═════ Input
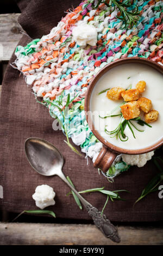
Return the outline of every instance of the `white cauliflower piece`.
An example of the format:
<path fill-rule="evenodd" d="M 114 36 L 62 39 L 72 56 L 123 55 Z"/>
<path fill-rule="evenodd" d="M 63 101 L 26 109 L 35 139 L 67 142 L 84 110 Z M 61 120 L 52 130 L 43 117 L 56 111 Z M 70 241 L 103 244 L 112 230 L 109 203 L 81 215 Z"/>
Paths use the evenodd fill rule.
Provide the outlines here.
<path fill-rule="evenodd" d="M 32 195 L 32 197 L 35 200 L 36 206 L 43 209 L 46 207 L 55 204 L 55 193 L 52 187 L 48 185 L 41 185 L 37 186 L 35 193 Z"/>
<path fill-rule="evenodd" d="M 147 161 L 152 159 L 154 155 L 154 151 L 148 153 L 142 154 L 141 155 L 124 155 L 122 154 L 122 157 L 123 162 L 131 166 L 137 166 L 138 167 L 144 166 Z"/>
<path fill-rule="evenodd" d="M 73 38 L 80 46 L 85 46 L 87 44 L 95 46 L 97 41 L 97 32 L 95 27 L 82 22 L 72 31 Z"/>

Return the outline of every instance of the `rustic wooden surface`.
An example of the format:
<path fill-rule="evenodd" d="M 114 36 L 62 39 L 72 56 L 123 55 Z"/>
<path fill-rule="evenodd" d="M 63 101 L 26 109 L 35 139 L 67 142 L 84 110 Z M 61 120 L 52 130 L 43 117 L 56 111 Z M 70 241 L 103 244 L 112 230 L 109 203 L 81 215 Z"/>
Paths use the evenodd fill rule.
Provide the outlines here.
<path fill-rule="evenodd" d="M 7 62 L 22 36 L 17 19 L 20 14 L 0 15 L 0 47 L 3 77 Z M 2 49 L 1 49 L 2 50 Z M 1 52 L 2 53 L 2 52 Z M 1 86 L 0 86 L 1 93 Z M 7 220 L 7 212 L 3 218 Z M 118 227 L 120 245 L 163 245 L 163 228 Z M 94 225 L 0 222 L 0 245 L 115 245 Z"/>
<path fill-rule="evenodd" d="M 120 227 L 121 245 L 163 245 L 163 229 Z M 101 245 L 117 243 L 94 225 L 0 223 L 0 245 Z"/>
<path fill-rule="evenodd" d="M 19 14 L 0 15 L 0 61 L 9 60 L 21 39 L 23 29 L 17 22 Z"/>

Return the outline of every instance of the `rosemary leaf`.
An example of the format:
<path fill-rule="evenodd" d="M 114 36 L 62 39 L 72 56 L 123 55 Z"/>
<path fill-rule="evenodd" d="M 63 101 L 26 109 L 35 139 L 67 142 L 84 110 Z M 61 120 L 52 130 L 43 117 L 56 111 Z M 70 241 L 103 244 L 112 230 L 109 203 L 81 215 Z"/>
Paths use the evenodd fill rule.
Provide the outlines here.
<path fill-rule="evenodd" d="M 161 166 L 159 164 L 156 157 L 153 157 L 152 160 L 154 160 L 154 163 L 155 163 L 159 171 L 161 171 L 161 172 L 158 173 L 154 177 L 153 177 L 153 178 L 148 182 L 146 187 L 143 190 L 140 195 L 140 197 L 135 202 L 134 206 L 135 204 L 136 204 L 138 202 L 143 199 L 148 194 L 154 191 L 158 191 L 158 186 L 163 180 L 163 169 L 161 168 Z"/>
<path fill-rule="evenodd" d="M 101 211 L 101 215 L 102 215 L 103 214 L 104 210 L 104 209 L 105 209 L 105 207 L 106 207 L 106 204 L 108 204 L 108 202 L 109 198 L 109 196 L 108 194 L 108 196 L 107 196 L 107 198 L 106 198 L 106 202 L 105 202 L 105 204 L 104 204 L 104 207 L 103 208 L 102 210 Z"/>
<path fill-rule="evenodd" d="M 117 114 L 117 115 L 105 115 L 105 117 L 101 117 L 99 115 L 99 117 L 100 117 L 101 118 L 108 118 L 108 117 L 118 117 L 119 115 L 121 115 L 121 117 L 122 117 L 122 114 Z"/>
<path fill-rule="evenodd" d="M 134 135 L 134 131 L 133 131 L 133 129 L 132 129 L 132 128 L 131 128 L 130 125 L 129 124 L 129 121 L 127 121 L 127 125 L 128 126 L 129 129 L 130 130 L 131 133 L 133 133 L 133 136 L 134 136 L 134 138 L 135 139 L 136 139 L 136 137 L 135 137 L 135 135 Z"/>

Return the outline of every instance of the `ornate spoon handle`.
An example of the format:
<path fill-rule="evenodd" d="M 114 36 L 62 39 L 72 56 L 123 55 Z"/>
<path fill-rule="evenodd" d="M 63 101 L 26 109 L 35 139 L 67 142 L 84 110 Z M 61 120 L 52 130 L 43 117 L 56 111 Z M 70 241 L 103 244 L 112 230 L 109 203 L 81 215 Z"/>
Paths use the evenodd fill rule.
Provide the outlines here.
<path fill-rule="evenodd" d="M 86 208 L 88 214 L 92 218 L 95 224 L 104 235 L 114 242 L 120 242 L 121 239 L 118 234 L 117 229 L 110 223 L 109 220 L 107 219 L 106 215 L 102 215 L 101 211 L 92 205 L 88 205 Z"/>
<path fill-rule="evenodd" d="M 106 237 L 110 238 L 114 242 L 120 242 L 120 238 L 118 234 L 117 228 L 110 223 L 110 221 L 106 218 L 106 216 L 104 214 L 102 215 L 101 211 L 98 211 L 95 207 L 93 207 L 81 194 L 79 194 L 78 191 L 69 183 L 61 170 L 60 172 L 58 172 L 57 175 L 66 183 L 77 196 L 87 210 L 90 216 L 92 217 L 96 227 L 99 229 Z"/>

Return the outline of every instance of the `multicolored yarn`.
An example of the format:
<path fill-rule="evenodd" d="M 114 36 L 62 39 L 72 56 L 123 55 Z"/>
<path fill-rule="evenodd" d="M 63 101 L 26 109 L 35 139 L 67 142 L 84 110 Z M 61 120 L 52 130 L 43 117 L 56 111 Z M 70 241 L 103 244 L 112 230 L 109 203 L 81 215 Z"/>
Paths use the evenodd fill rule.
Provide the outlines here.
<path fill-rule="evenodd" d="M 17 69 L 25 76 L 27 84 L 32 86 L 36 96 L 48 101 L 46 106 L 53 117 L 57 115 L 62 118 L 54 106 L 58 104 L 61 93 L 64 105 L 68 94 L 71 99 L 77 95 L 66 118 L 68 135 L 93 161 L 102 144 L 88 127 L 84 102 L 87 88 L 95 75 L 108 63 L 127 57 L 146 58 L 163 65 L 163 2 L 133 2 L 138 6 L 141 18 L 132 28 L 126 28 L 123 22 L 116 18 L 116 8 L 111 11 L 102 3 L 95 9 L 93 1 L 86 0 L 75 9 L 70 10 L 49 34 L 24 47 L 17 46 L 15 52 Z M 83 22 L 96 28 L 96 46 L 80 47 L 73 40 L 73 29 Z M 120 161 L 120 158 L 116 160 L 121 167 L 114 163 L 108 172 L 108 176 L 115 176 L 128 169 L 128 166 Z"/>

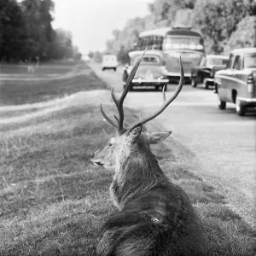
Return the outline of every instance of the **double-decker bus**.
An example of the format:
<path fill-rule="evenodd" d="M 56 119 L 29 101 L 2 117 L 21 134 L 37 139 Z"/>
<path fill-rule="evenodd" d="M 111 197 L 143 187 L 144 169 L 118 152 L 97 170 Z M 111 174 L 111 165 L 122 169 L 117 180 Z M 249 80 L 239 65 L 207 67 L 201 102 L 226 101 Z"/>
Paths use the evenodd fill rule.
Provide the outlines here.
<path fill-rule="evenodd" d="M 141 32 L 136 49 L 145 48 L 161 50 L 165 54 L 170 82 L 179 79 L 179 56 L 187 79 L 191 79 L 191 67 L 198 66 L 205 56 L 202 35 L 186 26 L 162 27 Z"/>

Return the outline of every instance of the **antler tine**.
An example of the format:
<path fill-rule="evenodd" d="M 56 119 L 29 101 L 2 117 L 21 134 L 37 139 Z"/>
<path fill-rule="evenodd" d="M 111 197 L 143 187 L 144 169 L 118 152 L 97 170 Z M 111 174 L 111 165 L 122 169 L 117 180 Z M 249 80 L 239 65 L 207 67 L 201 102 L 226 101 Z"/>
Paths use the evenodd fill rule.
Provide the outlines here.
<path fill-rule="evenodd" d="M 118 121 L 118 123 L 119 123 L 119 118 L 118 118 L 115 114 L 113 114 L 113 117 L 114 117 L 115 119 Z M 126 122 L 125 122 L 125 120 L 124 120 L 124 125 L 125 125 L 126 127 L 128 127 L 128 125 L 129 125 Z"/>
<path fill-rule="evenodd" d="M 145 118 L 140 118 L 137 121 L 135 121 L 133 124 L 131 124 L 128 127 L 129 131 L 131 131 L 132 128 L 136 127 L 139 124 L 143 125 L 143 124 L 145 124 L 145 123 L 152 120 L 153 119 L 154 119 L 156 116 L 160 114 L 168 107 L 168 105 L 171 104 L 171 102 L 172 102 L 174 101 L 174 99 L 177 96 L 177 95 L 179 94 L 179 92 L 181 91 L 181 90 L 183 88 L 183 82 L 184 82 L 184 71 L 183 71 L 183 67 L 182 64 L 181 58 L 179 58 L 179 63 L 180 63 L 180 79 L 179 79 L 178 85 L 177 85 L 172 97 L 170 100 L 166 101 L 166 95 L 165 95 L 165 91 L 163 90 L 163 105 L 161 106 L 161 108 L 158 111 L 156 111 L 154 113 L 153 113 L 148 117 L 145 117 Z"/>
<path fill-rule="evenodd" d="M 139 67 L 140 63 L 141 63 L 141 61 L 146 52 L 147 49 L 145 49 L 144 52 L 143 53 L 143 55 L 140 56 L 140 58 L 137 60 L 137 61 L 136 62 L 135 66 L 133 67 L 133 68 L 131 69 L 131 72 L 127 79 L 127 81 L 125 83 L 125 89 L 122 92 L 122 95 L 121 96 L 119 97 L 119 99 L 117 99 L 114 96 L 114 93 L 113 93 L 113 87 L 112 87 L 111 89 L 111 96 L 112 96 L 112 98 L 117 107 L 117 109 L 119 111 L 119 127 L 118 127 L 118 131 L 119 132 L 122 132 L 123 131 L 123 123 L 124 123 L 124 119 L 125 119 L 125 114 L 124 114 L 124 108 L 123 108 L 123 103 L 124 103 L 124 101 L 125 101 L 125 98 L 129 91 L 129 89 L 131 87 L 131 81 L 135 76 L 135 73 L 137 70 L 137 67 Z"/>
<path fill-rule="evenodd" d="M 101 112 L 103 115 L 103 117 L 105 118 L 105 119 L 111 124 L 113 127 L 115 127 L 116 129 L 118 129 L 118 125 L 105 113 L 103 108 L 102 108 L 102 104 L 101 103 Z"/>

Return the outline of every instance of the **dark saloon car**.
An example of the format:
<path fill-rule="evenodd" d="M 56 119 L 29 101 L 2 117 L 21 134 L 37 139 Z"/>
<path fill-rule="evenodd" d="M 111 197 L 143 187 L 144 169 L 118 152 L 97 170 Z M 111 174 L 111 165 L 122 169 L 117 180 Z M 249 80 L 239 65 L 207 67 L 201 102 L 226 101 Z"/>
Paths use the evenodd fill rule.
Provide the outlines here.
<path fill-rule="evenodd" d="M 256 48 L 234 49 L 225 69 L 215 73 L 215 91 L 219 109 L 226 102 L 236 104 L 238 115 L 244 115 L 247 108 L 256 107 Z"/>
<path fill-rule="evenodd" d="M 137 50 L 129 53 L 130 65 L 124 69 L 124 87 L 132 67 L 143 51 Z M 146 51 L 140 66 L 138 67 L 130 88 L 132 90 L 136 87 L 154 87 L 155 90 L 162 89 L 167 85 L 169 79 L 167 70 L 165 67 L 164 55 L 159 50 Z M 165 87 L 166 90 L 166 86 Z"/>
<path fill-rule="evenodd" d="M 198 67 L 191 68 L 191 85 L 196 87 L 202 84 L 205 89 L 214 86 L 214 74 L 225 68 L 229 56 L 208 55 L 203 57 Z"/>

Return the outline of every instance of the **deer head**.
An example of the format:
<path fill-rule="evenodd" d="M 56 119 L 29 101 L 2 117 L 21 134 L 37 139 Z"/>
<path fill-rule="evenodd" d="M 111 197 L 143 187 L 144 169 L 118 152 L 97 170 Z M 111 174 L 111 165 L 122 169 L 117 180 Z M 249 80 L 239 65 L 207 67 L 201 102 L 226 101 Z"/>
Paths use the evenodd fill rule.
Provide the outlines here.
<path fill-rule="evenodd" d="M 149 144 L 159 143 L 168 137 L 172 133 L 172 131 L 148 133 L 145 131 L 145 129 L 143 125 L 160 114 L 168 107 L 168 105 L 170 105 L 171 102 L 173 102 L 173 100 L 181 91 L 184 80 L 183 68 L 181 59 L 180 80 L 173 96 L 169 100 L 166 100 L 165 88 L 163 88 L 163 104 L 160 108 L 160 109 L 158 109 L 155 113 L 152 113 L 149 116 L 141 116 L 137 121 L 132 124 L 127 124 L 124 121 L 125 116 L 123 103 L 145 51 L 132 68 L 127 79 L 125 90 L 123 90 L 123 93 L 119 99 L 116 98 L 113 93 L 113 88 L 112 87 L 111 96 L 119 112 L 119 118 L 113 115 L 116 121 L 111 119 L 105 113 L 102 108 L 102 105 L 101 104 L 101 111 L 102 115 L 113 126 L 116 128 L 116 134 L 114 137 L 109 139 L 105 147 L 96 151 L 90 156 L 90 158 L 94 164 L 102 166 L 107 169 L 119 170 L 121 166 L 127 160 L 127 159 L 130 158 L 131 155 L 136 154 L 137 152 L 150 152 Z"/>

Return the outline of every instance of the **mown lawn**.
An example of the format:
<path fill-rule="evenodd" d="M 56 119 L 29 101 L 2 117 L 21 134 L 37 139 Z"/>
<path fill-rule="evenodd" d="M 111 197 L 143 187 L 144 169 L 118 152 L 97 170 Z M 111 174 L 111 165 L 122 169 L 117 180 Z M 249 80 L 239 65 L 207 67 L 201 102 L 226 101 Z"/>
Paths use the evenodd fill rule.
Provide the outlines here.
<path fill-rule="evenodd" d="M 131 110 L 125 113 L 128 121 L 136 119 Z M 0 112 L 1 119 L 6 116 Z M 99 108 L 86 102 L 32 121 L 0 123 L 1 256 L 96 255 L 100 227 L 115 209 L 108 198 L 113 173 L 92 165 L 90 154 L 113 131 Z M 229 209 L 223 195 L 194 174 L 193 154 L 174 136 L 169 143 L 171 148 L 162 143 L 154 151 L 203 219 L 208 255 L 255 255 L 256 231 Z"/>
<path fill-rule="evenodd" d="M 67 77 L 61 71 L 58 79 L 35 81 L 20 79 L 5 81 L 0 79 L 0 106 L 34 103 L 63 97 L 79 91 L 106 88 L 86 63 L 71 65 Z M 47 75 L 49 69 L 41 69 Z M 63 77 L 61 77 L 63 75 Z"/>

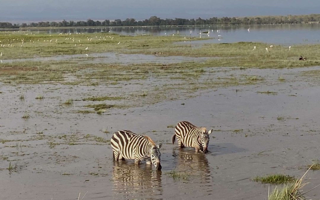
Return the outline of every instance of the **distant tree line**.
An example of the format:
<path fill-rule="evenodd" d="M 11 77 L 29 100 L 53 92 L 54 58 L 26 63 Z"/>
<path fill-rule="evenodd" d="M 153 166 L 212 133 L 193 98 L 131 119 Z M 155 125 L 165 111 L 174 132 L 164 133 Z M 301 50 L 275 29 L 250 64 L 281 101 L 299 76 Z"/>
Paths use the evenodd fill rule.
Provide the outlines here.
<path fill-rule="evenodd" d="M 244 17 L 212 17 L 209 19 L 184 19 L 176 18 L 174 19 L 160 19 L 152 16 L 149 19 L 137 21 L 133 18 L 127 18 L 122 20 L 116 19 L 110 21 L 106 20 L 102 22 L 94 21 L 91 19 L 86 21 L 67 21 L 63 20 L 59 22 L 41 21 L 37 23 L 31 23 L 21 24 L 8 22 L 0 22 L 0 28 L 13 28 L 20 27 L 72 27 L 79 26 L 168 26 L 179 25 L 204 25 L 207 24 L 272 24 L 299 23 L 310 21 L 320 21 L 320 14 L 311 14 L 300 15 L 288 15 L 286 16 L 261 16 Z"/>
══════════
• _Exercise instructions_: Rewrite the lines starting at the one containing "Return the outline of every instance of the **deer" and ending at the one containing "106 L 34 103", both included, with the requests and format samples left unchanged. Multiply every coordinate in the answer outlines by 1.2 and round each result to a whole number, with halves rounded up.

• _Reply_:
Return the outline of every instance of the **deer head**.
An example of the format:
<path fill-rule="evenodd" d="M 56 119 L 29 101 L 2 117 L 21 134 L 37 139 Z"/>
<path fill-rule="evenodd" d="M 111 197 L 143 187 L 144 169 L 118 152 L 97 170 Z M 111 174 L 111 165 L 122 169 L 117 180 Z M 249 80 L 239 65 L 207 67 L 201 102 L 226 101 Z"/>
Paths use the evenodd fill rule.
Provide the outlines here.
<path fill-rule="evenodd" d="M 179 173 L 191 172 L 202 164 L 206 160 L 206 157 L 178 160 L 174 157 L 174 155 L 172 150 L 192 137 L 202 128 L 202 126 L 204 126 L 205 122 L 208 122 L 208 120 L 217 109 L 221 96 L 220 82 L 217 71 L 216 96 L 208 115 L 203 120 L 199 120 L 198 106 L 196 106 L 196 125 L 192 130 L 192 131 L 190 131 L 186 136 L 182 136 L 179 139 L 169 139 L 164 145 L 158 149 L 152 149 L 149 145 L 150 139 L 148 124 L 174 61 L 158 82 L 152 95 L 150 108 L 148 108 L 148 112 L 143 119 L 139 118 L 136 112 L 136 106 L 134 104 L 133 115 L 143 134 L 143 142 L 136 138 L 139 145 L 133 143 L 126 136 L 122 130 L 122 126 L 121 125 L 121 133 L 122 138 L 136 151 L 139 154 L 139 161 L 137 164 L 131 167 L 126 176 L 115 181 L 108 187 L 108 190 L 113 197 L 122 199 L 128 203 L 143 204 L 145 199 L 152 192 L 152 191 L 156 190 L 157 186 L 163 185 L 164 182 L 180 182 Z"/>

Return the outline of every instance of the **mown lawn**.
An example of the format:
<path fill-rule="evenodd" d="M 56 119 L 29 101 L 2 117 L 21 134 L 37 139 Z"/>
<path fill-rule="evenodd" d="M 111 197 L 143 187 L 144 169 L 118 152 L 97 170 Z M 111 174 L 111 165 L 122 169 L 117 180 Z M 249 80 L 239 65 L 207 67 L 201 102 L 226 101 Z"/>
Paths use the evenodd fill rule.
Provide the outlines here.
<path fill-rule="evenodd" d="M 157 132 L 150 136 L 154 145 L 163 143 Z M 0 134 L 1 143 L 7 139 Z M 119 130 L 103 122 L 38 145 L 0 148 L 1 307 L 115 306 L 120 272 L 138 251 L 130 238 L 136 208 L 110 198 L 108 185 L 136 157 Z M 275 251 L 268 234 L 233 209 L 232 185 L 209 163 L 203 172 L 205 178 L 194 172 L 185 181 L 244 263 L 250 306 L 306 306 L 307 277 Z"/>
<path fill-rule="evenodd" d="M 80 92 L 73 85 L 70 95 L 42 97 L 24 95 L 6 97 L 0 95 L 0 127 L 41 124 L 76 116 L 95 109 L 127 106 L 103 76 L 85 78 Z M 56 90 L 59 83 L 49 83 Z M 76 92 L 73 92 L 76 90 Z"/>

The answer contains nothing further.